*BRIEF*. Return every line of the records that contains the string "stick".

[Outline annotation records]
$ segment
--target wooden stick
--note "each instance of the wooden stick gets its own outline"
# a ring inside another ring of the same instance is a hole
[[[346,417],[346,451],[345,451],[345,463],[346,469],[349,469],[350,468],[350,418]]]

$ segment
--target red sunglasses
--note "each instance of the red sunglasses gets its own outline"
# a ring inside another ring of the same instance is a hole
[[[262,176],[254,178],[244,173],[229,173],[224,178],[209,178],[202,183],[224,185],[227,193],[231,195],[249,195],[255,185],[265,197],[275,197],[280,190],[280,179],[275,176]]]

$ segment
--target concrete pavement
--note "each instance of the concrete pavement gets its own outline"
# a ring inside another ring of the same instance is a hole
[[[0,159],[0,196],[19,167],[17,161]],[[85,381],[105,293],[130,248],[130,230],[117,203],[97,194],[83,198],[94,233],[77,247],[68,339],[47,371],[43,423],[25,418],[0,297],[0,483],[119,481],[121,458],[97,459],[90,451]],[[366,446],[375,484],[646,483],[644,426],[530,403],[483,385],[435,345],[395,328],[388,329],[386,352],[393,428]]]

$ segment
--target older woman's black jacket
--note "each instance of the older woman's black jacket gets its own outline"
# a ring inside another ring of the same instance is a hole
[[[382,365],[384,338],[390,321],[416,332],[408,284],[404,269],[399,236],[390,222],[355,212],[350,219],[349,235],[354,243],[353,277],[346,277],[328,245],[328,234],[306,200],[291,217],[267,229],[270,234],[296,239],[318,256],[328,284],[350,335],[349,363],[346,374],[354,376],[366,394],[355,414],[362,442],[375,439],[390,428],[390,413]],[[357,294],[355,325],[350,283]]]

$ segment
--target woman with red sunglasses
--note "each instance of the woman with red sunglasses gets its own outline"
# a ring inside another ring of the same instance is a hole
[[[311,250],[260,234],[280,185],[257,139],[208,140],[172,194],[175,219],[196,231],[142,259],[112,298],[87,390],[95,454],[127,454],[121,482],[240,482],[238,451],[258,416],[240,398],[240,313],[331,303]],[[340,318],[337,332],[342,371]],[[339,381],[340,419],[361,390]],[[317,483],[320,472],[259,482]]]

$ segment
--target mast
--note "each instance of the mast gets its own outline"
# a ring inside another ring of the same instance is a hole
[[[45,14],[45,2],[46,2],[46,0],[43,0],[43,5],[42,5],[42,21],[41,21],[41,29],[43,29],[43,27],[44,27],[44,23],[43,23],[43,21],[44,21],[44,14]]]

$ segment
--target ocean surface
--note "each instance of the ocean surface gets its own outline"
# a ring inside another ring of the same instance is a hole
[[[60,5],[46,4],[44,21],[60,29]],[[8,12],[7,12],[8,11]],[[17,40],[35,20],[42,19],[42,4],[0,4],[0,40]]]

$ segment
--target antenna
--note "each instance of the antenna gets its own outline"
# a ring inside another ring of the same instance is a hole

*RESPONSE BELOW*.
--target wooden stick
--note "each instance of the wooden stick gets its own outline"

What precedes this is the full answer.